Records held in a dataset |
** begin **
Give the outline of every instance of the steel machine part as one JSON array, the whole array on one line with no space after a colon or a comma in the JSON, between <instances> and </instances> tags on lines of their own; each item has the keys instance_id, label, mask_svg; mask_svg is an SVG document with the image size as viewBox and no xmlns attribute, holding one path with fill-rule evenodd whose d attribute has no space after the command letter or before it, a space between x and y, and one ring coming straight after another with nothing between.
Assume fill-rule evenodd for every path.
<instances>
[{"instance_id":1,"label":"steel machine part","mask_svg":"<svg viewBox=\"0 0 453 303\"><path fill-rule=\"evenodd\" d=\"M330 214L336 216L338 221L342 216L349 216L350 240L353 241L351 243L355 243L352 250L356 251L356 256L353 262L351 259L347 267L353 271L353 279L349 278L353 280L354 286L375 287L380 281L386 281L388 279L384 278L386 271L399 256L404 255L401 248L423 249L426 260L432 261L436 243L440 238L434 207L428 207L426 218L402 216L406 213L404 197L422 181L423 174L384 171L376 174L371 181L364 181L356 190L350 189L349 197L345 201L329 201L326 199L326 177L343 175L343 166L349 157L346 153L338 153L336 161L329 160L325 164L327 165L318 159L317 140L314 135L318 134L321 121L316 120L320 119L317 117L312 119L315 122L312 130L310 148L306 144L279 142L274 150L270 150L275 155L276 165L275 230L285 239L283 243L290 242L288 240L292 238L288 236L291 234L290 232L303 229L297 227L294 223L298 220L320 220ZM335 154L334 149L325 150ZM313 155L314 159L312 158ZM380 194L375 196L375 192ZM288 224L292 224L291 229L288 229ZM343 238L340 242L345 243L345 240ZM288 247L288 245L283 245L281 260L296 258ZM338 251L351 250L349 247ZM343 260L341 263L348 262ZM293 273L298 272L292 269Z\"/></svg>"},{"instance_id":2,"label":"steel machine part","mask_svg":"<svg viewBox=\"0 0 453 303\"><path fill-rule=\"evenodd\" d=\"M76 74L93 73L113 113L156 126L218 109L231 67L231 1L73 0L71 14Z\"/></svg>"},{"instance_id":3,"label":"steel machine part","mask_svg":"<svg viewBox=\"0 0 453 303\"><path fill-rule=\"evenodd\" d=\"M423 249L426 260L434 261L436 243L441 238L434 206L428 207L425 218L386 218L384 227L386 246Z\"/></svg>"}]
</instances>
** end **
TO DO |
Please locate each line in the material above that contains the word "keys", and copy those lines out.

EXERCISE SOLUTION |
Give the outline of every instance of the steel machine part as one JSON array, the whole array on one line with no space after a colon or a comma in the JSON, between <instances> and </instances> tags on lines of their own; each item has the keys instance_id, label, mask_svg; mask_svg is an SVG document with the image size as viewBox and no xmlns attribute, holding one path with fill-rule evenodd whose d attribute has no space after the command letter or before it, a space between x and y, and one ring coming straight after another with nothing between.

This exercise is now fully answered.